### 本文抜粋

+ + + + +

2010年9月2日、愛知県は、医師不足による診療制限の有無について、県内の全332病院を対象に行った調査の結果を公表した。診療制限をしている病院は21.4%。昨年度より若干(20.8%)であるが、増加している。この診療制限にの有無に関しては、調査開始の2007年より悪化の一途をたどっており、その原因とされる医師不足は、産婦人科、小児科だけではなく他科へと拡大しつつあることがわかった。更に、医師不足は、僻地から都市部へと広がりをみせている。
調査は、社団法人愛知県病院協会の協力を得て実施された。調査の結果、診療制限は尾張西部と知多半島の30%が目立っている。また、都市圏である名古屋市でも、今年度は21・2%と診療制限の状況は悪化している。
診療科ごとにみると、従来より問題とされた、産婦人科での診療制限が21・7%と最も高く、小児科も13・5%も多い。この原因としては、産婦人科は、「医療訴訟率の高さ」、「長い拘束時間」などだ。このため、両科では、医師数の減少が以前から問題となっていた。また産婦人科と小児科は女性医師の比率が高く、出産や子育てなどで医療現場から離れる医師も他科に比べて多いということになる。更に、今回の調査では、医師不足は、内科や外科など他科にも拡大している状況が判明した。

+ + + + +

### 資料
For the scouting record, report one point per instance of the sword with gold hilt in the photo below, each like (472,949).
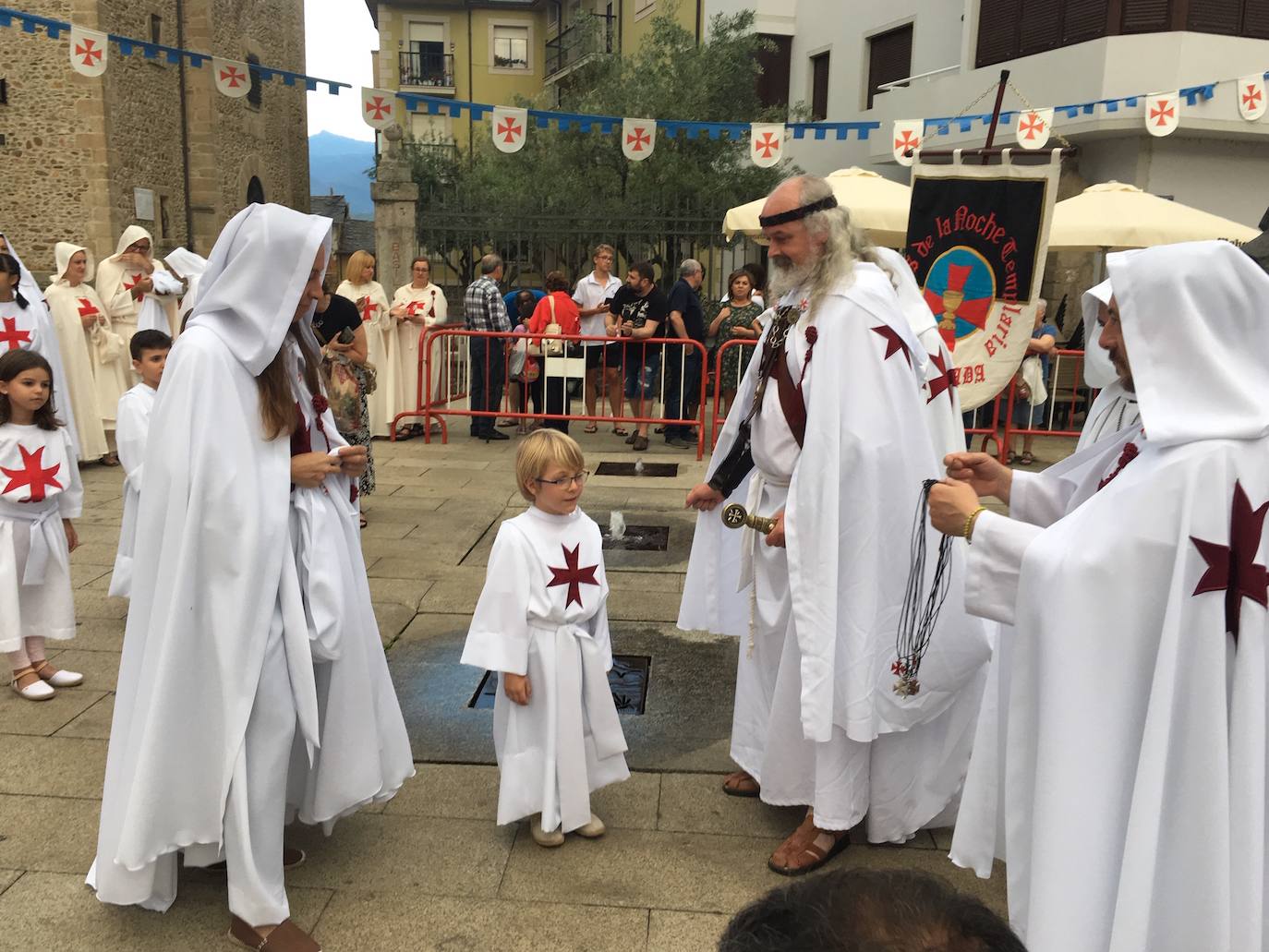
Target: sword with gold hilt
(733,517)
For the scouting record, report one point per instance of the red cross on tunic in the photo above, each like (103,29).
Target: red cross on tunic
(908,141)
(571,575)
(136,280)
(944,381)
(508,129)
(637,139)
(1232,569)
(13,336)
(1163,114)
(767,145)
(893,343)
(88,53)
(32,474)
(1032,126)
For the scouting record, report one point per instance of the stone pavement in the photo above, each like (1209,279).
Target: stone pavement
(430,870)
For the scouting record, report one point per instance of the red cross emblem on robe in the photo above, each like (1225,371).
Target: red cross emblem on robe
(32,474)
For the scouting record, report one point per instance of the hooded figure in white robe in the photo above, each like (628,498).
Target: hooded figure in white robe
(1116,406)
(241,633)
(129,311)
(1127,736)
(77,312)
(817,717)
(37,325)
(382,343)
(942,403)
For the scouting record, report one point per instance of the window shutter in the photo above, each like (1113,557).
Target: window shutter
(997,30)
(889,57)
(1085,19)
(1146,16)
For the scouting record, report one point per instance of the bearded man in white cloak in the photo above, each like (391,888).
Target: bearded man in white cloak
(835,450)
(253,683)
(1120,762)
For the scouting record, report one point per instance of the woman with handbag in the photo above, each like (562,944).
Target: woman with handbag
(82,328)
(555,314)
(349,379)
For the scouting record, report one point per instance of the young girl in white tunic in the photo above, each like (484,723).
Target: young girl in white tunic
(40,494)
(542,625)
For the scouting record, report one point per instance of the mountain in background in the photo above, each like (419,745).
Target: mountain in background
(338,164)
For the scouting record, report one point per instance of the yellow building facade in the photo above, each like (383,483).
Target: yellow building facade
(494,51)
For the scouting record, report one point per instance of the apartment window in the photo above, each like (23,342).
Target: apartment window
(773,84)
(889,57)
(255,94)
(512,47)
(818,88)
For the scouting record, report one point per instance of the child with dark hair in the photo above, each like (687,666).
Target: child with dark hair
(41,484)
(865,910)
(149,349)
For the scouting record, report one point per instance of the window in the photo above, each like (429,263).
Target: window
(818,88)
(255,93)
(773,85)
(889,57)
(512,47)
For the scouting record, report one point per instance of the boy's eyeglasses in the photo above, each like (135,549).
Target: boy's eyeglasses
(580,478)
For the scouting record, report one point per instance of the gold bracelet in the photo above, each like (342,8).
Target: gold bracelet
(970,522)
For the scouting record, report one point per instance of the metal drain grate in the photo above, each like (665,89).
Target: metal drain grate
(652,470)
(627,681)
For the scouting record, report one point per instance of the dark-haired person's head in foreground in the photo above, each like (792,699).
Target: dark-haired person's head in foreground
(864,910)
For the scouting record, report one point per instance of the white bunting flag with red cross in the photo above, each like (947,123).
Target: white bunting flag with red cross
(379,107)
(1033,127)
(638,139)
(89,51)
(509,125)
(909,135)
(1251,97)
(766,142)
(1163,114)
(233,78)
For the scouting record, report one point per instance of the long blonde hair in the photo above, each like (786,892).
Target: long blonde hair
(356,265)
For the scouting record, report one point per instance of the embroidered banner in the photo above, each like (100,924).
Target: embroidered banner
(976,240)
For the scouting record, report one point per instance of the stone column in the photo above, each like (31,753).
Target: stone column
(396,199)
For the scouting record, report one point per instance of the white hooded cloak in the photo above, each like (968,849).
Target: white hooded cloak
(1130,739)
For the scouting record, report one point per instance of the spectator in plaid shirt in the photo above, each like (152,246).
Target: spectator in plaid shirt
(484,310)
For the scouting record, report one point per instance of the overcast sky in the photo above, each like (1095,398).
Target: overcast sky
(339,37)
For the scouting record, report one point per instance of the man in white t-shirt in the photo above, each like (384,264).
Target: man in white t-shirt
(603,361)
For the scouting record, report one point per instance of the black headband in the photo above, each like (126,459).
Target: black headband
(794,213)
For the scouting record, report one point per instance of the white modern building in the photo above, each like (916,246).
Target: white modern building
(843,53)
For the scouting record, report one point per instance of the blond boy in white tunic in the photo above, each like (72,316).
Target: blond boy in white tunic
(542,625)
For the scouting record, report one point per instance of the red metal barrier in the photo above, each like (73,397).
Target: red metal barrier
(450,342)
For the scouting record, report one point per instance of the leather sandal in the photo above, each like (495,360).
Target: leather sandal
(54,677)
(285,937)
(740,783)
(33,690)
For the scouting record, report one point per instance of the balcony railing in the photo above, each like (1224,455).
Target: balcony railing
(435,70)
(580,40)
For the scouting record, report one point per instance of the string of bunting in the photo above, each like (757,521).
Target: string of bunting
(91,54)
(91,50)
(1161,114)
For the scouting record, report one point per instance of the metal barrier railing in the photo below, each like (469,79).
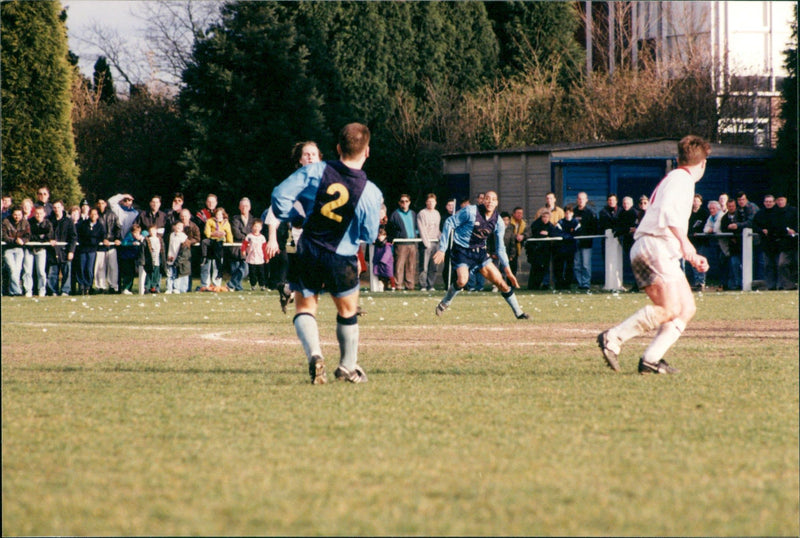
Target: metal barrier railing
(613,257)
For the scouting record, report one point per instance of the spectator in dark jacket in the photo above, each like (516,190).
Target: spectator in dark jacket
(767,224)
(61,256)
(404,220)
(153,217)
(91,233)
(106,265)
(16,233)
(240,227)
(583,254)
(540,252)
(565,251)
(607,219)
(35,263)
(624,230)
(787,261)
(731,223)
(697,221)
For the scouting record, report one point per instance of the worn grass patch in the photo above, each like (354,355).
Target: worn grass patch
(177,415)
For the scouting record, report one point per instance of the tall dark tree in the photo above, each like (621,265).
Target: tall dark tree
(785,164)
(133,146)
(103,82)
(37,143)
(247,99)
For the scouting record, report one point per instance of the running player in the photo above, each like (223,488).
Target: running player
(342,208)
(473,224)
(661,241)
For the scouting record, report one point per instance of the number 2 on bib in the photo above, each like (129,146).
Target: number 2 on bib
(327,210)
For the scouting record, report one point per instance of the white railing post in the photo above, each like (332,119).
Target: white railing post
(747,259)
(613,262)
(374,281)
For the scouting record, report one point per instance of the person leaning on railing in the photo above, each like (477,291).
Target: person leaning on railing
(16,232)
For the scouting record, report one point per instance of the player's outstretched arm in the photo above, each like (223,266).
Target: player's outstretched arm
(511,278)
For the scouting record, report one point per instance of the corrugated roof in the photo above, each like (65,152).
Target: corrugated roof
(717,150)
(562,146)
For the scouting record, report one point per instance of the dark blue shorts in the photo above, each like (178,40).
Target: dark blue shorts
(473,258)
(315,270)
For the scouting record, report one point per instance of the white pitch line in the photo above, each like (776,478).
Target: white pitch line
(222,337)
(102,326)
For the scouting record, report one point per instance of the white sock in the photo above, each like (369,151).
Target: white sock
(667,335)
(641,322)
(347,335)
(307,331)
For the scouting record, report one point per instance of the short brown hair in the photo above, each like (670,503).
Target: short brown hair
(353,139)
(692,150)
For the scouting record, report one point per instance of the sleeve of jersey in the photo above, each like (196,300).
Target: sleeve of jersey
(502,256)
(369,213)
(677,203)
(461,223)
(301,186)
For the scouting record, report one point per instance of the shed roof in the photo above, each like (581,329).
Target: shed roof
(661,148)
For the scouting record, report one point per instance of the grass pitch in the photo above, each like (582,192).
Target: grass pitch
(193,414)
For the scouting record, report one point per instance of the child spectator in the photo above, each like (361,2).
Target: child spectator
(565,252)
(178,260)
(540,252)
(218,231)
(383,263)
(128,253)
(254,250)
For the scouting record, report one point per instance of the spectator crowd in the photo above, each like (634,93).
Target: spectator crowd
(51,249)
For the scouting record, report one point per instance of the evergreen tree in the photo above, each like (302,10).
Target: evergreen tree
(133,146)
(37,144)
(104,82)
(247,99)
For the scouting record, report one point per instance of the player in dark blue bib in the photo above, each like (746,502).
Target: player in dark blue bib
(472,226)
(342,208)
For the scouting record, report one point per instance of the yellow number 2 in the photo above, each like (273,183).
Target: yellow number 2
(344,196)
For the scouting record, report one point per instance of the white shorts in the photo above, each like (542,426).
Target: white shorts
(651,258)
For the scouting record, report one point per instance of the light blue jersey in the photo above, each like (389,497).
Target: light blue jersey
(471,230)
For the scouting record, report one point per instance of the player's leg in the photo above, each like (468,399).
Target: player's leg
(347,334)
(650,276)
(462,277)
(305,325)
(677,301)
(492,274)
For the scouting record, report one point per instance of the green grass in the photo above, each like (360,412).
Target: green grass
(196,417)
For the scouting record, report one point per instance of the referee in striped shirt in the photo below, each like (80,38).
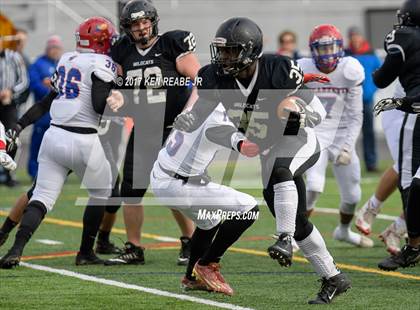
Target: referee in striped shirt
(13,82)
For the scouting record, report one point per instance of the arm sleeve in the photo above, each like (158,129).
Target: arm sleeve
(100,91)
(37,110)
(220,130)
(354,112)
(36,85)
(2,138)
(22,82)
(388,72)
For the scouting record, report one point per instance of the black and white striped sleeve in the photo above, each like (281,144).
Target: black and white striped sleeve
(21,82)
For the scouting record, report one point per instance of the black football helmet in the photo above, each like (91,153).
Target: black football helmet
(409,14)
(135,10)
(238,43)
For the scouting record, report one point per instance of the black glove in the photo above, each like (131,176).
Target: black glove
(187,121)
(12,137)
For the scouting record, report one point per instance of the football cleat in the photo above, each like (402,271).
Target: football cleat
(346,235)
(107,247)
(282,250)
(88,259)
(408,257)
(365,218)
(210,275)
(331,288)
(132,255)
(11,259)
(3,237)
(391,238)
(193,285)
(185,251)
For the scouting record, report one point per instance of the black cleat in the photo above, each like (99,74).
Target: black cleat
(107,247)
(408,257)
(132,255)
(88,259)
(331,288)
(282,250)
(185,251)
(11,259)
(3,237)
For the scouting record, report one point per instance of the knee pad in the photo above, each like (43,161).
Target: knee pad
(268,195)
(311,199)
(347,208)
(280,174)
(303,227)
(112,209)
(38,205)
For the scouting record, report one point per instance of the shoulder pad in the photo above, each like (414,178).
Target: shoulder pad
(353,71)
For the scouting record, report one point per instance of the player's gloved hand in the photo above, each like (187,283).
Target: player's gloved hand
(315,77)
(344,158)
(186,121)
(6,161)
(387,104)
(12,138)
(248,148)
(115,100)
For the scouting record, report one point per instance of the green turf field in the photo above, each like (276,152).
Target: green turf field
(259,282)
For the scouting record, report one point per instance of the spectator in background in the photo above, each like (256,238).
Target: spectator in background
(360,49)
(22,39)
(40,73)
(13,83)
(287,44)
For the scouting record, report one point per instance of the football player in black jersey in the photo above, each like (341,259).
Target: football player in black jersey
(403,61)
(153,68)
(251,85)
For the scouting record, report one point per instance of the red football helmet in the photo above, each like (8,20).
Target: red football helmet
(326,43)
(95,35)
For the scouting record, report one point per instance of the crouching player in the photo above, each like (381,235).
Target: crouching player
(180,181)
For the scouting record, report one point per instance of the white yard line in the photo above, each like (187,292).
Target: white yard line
(153,291)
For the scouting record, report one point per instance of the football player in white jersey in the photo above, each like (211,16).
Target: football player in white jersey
(337,134)
(179,179)
(392,122)
(82,83)
(6,161)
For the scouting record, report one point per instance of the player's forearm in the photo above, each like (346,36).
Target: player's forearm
(37,110)
(100,91)
(388,72)
(226,136)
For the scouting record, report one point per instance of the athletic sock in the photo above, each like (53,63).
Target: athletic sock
(8,225)
(92,219)
(32,218)
(314,249)
(103,236)
(200,242)
(375,204)
(285,206)
(228,233)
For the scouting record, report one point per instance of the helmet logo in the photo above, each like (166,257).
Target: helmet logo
(137,15)
(219,41)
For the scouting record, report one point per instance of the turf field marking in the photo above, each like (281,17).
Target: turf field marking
(239,250)
(342,266)
(139,288)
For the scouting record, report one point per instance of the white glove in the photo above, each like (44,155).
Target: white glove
(344,158)
(386,105)
(115,101)
(6,161)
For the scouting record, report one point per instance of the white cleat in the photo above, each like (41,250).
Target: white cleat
(365,218)
(346,235)
(392,239)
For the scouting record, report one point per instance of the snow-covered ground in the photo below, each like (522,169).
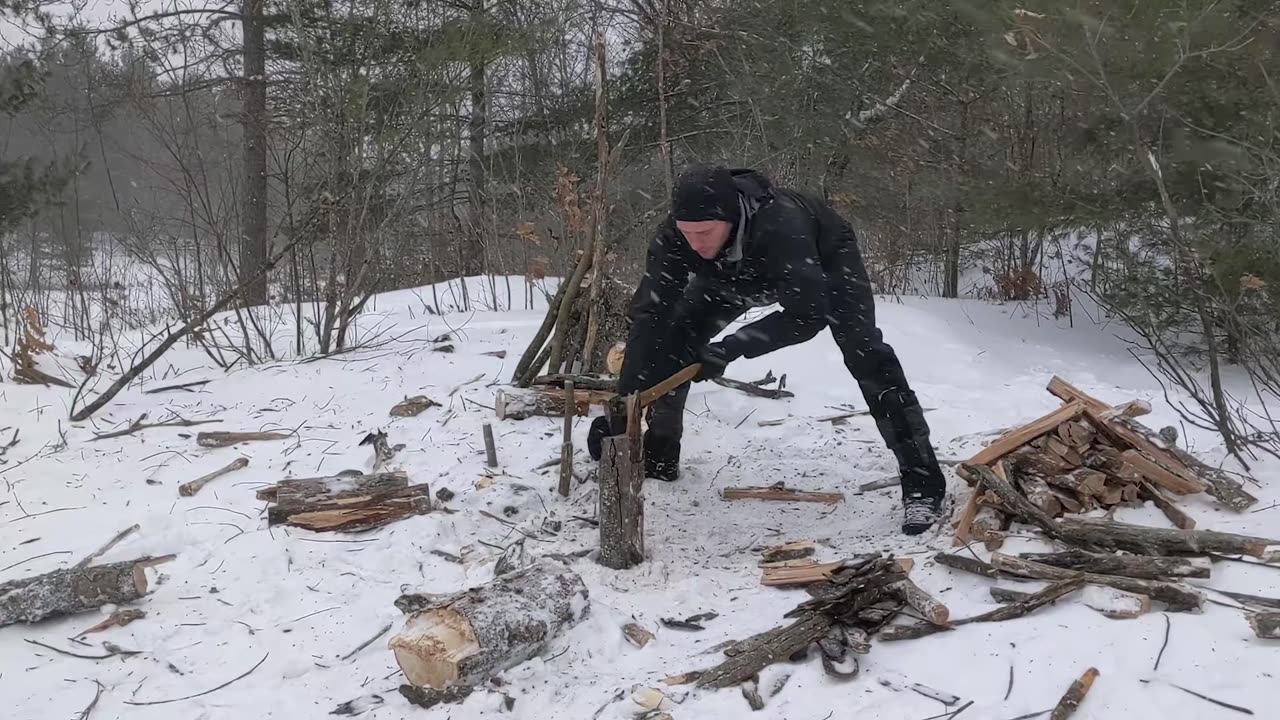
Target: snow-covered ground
(300,602)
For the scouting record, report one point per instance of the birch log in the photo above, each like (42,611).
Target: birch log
(469,637)
(72,589)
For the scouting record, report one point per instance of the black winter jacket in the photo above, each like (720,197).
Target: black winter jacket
(778,251)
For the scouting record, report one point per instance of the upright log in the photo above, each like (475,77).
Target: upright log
(72,589)
(1160,541)
(1179,598)
(621,497)
(469,637)
(1142,566)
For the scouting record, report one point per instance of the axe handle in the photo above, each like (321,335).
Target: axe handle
(650,396)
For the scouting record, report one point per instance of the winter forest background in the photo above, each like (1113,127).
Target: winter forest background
(158,158)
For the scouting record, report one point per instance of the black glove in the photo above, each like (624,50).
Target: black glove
(600,429)
(714,358)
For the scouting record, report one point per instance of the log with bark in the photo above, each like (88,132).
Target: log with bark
(781,492)
(346,504)
(1141,566)
(1266,625)
(620,507)
(1018,609)
(1074,696)
(1179,598)
(73,589)
(187,490)
(1160,541)
(227,440)
(1118,605)
(469,637)
(520,404)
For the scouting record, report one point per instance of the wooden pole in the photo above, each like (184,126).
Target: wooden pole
(621,500)
(567,445)
(489,447)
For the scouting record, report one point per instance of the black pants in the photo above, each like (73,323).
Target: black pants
(705,310)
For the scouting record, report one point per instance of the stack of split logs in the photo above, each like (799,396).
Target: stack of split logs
(1084,456)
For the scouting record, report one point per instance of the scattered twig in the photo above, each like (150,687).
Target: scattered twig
(184,387)
(138,425)
(206,692)
(369,642)
(1159,657)
(36,557)
(92,703)
(110,652)
(1206,698)
(109,545)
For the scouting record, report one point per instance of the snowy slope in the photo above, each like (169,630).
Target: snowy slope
(238,593)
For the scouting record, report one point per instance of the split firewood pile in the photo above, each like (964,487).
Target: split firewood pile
(1080,458)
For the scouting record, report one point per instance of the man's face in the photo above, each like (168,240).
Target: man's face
(707,237)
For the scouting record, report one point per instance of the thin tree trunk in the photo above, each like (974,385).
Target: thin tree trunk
(252,250)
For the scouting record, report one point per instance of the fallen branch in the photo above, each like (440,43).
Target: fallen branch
(754,390)
(1008,613)
(1141,566)
(109,545)
(1160,541)
(246,674)
(780,492)
(1179,598)
(1074,696)
(138,425)
(179,386)
(191,488)
(227,440)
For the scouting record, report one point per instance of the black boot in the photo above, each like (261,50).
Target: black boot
(661,456)
(901,423)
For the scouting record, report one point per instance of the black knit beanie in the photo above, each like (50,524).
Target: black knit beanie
(705,192)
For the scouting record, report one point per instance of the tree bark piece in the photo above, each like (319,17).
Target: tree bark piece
(1011,611)
(566,478)
(1037,491)
(1141,566)
(1118,605)
(780,492)
(187,490)
(923,602)
(1161,541)
(1266,625)
(1160,475)
(72,589)
(412,406)
(1179,598)
(769,393)
(227,440)
(621,505)
(1180,520)
(1015,501)
(759,651)
(1018,437)
(521,404)
(466,638)
(346,502)
(1074,696)
(108,546)
(1221,486)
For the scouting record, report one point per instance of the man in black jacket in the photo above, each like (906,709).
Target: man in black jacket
(731,242)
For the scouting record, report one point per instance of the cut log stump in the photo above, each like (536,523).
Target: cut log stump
(469,637)
(346,504)
(621,505)
(73,589)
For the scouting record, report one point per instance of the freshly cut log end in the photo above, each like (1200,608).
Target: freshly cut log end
(72,589)
(466,638)
(1266,625)
(1114,604)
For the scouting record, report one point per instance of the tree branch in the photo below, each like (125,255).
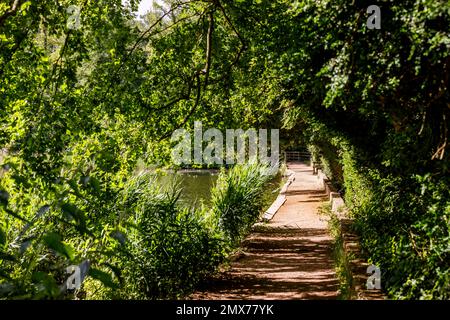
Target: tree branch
(14,7)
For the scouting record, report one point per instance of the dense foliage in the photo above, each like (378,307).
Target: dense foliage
(81,107)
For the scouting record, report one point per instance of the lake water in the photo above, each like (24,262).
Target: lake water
(196,186)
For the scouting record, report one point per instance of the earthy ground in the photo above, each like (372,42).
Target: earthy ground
(287,258)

+ + + + +

### 練習問題
(A) 医師不足の記事によると、この調査はどこの協力を得て行われましたか。
(B) 医師不足の記事のうち、「2010年9月2日、愛知県は」で始まり「市部へと広がりをみせている。」で終わる部分を、そのまま書き写してください。
(C) 次の(i)〜(iii)が医師不足の記事の内容と合っているかどうか、それぞれ「はい」か「いいえ」で答え、決め手になる本文の言葉をそのまま引用してください。
(i) 愛知県は、県内の全332病院を対象に調査を行った。
(ii) 診療科ごとに見ると、診療制限の割合が最も高いのは小児科である。
(iii) 医師不足は、都市部から僻地へと広がっている。

### 答え合わせ
(A) 社団法人愛知県病院協会の協力を得て行われました。

(B)
2010年9月2日、愛知県は、医師不足による診療制限の有無について、県内の全332病院を対象に行った調査の結果を公表した。診療制限をしている病院は21.4%。昨年度より若干(20.8%)であるが、増加している。この診療制限にの有無に関しては、調査開始の2007年より悪化の一途をたどっており、その原因とされる医師不足は、産婦人科、小児科だけではなく他科へと拡大しつつあることがわかった。更に、医師不足は、僻地から都市部へと広がりをみせている。

(C)
(i) はい。「県内の全332病院を対象に行った調査」
(ii) いいえ。「産婦人科での診療制限が21・7%と最も高く」
(iii) いいえ。「医師不足は、僻地から都市部へと広がりをみせている」